_Problems and tasks_
1 - Set down, word for word, the part of the passage on student conduct at MIST starting at "The reason for" and ending at "justifying the means.".
2 - Supply the next part of the passage on student conduct at MIST, picking up after its last sentence.

--- START Selected text ---

Before any of the above sanctions can be meted out to any member of the MIST community, due process will be followed to establish the veracity or otherwise of allegations/charges leveled against them. The individual will be given fair hearing by the Disciplinary Committee and will even have the right to appeal against their sanctions.
The reason for this is that MIST is training future leaders for this country and the African continent. Its graduates are, therefore, expected to be upright citizens with regard for the rule o flaw and order as well as their moral obligations towards the society. They should not be social-misfits whose overriding ambition is to achieve their selfish interest regardless of the consequences of their acts on the society. They should not see the end as justifying the means.
Students will be expected to have respect for one another. In this regard, the MIST authority will monitor students’ interaction with one another to ensure there is civility amongst them. The use of foul and indecent language will not only be discouraged, but will also attract sanctions. In addition to this, cases of quarreling, fighting stealing, destruction of one another’s property, etc will be referred to the Disciplinary Committee for due process to be followed and the appropriate sanctions slapped on the culprit.
The academic and administrative staff of the Institute will be encouraged to handle students as they would their own children/wards. Students, on the other hand, are to see the academic and administrative staff as parent is in locus. The role of staff in the Institute will be one of guidance to help bring up the students to become responsible citizens who will be ready to play their expected roles in their communities.

--- END Selected text ---
--- START Excerpted data ---

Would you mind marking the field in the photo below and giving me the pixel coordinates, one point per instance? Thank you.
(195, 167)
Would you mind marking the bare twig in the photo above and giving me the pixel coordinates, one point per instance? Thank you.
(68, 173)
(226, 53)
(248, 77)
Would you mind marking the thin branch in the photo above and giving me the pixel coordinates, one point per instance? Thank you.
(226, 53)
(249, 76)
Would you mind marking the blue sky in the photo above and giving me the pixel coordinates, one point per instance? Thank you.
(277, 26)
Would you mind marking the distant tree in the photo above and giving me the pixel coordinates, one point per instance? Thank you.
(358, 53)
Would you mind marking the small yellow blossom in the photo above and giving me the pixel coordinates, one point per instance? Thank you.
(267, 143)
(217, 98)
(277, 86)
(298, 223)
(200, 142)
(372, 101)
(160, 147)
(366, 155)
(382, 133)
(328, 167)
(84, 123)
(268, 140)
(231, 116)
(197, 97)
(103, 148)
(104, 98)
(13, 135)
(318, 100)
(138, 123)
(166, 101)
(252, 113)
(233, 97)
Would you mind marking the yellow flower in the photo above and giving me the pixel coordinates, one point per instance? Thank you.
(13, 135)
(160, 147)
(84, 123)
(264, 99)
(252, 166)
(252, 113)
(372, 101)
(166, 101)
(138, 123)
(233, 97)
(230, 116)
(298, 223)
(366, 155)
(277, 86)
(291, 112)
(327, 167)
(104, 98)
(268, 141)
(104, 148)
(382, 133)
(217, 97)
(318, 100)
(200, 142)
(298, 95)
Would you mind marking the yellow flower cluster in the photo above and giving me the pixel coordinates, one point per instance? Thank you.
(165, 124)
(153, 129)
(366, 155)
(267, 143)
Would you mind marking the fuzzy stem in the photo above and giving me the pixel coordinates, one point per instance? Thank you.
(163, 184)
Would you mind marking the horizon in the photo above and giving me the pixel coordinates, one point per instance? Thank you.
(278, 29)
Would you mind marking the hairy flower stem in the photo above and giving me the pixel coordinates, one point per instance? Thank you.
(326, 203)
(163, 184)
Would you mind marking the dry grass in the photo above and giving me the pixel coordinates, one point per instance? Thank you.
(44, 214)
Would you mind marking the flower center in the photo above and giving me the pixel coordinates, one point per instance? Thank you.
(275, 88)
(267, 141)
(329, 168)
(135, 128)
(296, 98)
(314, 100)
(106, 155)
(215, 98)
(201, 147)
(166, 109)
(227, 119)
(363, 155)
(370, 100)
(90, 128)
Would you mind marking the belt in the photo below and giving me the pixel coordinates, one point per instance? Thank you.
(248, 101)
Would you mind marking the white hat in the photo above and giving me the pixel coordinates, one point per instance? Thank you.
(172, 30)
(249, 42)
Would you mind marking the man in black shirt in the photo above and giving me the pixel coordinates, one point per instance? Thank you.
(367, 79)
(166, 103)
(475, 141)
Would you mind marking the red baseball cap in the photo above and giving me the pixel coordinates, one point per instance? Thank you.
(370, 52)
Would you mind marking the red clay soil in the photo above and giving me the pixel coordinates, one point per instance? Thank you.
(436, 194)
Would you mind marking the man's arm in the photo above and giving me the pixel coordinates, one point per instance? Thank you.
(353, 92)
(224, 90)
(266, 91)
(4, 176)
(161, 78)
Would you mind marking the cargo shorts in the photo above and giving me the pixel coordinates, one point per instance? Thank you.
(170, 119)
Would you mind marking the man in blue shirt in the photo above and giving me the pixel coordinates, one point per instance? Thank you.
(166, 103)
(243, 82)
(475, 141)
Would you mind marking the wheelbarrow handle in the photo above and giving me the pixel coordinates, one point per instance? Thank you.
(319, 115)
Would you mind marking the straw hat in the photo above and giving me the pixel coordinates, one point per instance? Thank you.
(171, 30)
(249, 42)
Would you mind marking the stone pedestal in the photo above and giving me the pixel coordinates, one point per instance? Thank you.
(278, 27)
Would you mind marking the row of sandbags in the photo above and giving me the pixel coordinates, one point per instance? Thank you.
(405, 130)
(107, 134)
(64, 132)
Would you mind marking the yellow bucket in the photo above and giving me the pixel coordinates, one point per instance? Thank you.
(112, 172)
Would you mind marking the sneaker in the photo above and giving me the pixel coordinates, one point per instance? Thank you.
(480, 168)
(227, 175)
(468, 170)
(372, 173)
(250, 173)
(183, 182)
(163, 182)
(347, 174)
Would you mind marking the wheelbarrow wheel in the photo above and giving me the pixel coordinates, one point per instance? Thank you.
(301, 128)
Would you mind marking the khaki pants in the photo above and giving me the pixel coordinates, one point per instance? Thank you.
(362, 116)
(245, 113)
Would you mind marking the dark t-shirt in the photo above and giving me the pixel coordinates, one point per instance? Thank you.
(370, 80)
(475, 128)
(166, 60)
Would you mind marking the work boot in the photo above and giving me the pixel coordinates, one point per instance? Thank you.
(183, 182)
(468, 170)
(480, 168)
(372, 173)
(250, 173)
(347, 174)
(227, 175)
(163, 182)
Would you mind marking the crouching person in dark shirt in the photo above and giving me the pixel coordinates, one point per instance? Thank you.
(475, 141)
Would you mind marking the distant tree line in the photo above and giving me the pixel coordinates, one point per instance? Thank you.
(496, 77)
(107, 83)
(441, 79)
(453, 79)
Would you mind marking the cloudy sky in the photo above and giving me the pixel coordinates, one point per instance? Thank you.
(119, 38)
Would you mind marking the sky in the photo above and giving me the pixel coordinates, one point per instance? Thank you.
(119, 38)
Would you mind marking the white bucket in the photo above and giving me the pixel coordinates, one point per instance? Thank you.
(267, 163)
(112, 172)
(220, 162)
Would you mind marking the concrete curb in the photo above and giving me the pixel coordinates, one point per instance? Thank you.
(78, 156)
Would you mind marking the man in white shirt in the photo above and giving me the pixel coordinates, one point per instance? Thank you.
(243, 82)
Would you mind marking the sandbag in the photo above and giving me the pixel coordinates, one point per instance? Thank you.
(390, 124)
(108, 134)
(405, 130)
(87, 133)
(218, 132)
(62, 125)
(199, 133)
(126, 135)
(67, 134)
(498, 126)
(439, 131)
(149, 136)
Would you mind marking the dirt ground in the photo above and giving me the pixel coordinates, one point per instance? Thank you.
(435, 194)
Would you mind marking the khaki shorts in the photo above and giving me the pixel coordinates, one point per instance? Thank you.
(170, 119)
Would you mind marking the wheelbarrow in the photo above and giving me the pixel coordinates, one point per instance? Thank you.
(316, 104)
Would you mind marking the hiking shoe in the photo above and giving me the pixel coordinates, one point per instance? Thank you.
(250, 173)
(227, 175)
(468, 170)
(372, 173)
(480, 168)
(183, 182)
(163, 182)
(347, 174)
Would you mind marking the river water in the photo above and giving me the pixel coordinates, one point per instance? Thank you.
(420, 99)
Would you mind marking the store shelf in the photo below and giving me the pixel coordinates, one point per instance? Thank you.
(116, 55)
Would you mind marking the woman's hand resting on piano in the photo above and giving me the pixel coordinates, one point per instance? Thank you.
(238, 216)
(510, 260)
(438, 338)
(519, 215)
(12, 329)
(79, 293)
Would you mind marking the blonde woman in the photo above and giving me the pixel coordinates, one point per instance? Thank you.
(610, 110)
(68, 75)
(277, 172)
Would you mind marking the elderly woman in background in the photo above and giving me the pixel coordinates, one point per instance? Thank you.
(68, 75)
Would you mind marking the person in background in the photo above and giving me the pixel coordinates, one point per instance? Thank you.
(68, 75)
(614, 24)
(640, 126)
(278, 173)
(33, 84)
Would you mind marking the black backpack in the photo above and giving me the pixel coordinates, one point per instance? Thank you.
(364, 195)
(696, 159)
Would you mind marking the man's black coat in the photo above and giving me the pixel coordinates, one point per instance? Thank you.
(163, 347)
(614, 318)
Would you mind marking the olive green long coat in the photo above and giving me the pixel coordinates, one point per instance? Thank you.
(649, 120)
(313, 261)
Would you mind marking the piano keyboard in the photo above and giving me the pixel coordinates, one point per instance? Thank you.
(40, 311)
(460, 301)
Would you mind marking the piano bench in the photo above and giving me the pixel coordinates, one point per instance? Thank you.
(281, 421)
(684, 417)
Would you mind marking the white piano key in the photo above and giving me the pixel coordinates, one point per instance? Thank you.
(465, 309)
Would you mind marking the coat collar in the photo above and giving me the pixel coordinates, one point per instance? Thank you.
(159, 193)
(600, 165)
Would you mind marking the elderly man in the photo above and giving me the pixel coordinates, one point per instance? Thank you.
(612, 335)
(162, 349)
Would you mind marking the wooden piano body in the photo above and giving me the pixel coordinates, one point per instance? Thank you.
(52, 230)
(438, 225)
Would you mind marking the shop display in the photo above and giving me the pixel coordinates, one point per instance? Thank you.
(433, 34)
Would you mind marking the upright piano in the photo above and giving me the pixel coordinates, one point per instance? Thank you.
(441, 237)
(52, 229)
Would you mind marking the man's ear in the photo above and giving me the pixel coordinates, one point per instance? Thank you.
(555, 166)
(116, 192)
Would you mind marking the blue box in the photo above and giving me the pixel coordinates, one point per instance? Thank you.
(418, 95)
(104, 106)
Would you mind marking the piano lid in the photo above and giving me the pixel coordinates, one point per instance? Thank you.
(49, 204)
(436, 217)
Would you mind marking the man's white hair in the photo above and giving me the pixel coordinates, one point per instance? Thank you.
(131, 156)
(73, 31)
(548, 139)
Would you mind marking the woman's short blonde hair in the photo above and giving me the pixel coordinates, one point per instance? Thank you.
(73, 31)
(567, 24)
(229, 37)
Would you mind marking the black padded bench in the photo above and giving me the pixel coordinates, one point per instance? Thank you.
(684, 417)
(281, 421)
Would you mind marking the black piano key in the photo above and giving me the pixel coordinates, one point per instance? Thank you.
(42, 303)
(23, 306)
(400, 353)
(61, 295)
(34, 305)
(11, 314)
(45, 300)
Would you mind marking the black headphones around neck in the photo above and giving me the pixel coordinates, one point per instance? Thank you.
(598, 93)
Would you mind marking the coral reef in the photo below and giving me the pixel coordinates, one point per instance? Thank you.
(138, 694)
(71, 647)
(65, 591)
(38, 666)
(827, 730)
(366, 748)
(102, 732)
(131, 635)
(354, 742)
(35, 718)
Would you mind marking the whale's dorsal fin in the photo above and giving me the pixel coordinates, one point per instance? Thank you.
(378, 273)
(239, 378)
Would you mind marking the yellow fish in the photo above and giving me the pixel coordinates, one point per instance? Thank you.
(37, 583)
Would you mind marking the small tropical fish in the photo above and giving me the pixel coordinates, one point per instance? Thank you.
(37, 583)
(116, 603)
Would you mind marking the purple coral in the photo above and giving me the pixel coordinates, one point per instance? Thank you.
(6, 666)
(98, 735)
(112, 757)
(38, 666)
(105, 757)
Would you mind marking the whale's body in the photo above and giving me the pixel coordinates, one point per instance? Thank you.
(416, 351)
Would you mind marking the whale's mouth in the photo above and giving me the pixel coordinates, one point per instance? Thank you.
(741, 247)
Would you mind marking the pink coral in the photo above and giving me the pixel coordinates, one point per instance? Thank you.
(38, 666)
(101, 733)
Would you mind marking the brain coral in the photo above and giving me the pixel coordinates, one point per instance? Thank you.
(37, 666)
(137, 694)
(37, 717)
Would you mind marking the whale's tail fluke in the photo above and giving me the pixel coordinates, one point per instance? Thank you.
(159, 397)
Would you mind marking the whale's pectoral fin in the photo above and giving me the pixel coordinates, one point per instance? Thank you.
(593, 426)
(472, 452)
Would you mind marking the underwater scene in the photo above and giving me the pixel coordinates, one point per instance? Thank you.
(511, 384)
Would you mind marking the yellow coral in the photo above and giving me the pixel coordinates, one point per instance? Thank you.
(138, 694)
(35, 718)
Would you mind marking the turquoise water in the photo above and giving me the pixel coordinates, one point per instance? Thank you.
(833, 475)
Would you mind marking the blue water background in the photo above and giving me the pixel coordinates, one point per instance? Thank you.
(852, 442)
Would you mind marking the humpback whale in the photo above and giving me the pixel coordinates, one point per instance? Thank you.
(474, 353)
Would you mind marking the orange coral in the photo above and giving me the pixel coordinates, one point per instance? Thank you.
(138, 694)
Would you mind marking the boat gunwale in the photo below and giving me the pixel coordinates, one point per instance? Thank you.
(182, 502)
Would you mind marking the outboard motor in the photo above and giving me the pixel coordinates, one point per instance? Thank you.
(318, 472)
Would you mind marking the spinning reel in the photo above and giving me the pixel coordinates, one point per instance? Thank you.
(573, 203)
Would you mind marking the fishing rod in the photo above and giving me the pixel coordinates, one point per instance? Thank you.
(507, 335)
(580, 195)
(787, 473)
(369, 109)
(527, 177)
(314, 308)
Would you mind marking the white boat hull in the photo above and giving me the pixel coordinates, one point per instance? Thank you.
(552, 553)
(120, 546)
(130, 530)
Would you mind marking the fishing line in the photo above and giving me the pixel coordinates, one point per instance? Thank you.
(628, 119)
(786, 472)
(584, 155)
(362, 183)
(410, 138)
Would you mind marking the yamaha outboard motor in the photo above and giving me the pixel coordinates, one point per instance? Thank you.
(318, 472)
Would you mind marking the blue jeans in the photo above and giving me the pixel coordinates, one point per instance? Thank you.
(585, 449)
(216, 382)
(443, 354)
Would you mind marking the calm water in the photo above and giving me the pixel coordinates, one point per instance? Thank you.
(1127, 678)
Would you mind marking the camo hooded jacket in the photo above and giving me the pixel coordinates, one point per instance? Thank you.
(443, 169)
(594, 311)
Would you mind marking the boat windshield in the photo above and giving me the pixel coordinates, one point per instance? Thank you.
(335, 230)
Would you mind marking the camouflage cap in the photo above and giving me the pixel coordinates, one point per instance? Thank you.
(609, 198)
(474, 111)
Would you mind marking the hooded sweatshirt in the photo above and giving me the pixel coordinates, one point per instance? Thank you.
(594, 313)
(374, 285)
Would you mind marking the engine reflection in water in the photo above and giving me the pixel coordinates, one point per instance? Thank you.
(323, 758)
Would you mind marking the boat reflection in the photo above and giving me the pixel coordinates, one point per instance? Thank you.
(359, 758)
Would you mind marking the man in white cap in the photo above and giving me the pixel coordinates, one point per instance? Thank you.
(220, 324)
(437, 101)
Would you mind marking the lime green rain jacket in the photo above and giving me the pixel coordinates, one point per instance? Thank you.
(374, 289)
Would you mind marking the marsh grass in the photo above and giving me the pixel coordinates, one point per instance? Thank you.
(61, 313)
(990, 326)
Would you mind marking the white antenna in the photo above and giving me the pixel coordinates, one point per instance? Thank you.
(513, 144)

--- END Excerpted data ---

_Response list_
1 -
The reason for this is that MIST is training future leaders for this country and the African continent. Its graduates are, therefore, expected to be upright citizens with regard for the rule o flaw and order as well as their moral obligations towards the society. They should not be social-misfits whose overriding ambition is to achieve their selfish interest regardless of the consequences of their acts on the society. They should not see the end as justifying the means.

2 -
Members of staff are, therefore, not expected to enter into unhealthy relations with students as this would undermine their authority and credibility before the entire student body as well as their peers. In the event that such a relationship is discovered to have been established, the culprits will be dealt with according to the Rules and Regulations of MIST.
Lecturers are to see students as junior members of the MIST community and treat them with due respect without necessarily compromising their authority. In the same vein students are to regard the staff as senior members of the MIST community and accord them the necessary respect. There must be mutual respect between members of staff and students. The use of foul, abusive and provocative language by a member of staff on a student or vice versa is strictly prohibited. The breach of this attracts severe sanctions.
As a human institution, the MIST community members will have their fair share of uncertain moments-how to act in particular situations. As much as possible, staff members are encouraged to own up and withdraw from participating in deciding cases in which they have interest. When this done, whatever decision/conclusion the committee arrives at will be seen to be fair and no one will see it as being influenced by the member of staff with interest in the case.
All cases of breaches of conduct will be investigated and dealt with by the Disciplinary Committee. Sanctions will, in the main, be geared towards correction and reforming and not destruction. Sanctions will, therefore, be meted out according to the gravity of the offence. For students sanctions will range from warning-verbal/written, written undertaking to be of good conduct countersigned by a parent, removal from hostel, rustication to outright dismissal from MIST. As stated earlier, students will always be given the opportunity to appeal against the decision of the Disciplinary Committee.
In the case of infractions by member of staff the same process of investigation by the Disciplinary Committee will be followed and culprits given the appropriate sanctions. These range from warning-verbal/written, withholding of salary for a specified period, suspension/interdiction to dismissal. The affected individual has the right to appeal against the ruling of the Disciplinary Committee.
The library is the nerve center of all academic institutions, where students gather information for knowledge. It is the place where students thirsty for knowledge turn to. The Madina Institute of Science and Technology (MIST) will operate a temporary library for about one year while the block for the permanent one is being constructed.
The temporary library is located in the Faculty of Engineering block. The library is well lit and well ventilated. It has metallic shelves and spacious reading spaces (within the library and immediately outside it).
The library is currently being manned by one professional librarian assisted by one support staff. The staff strength will be beefed up when students start using it.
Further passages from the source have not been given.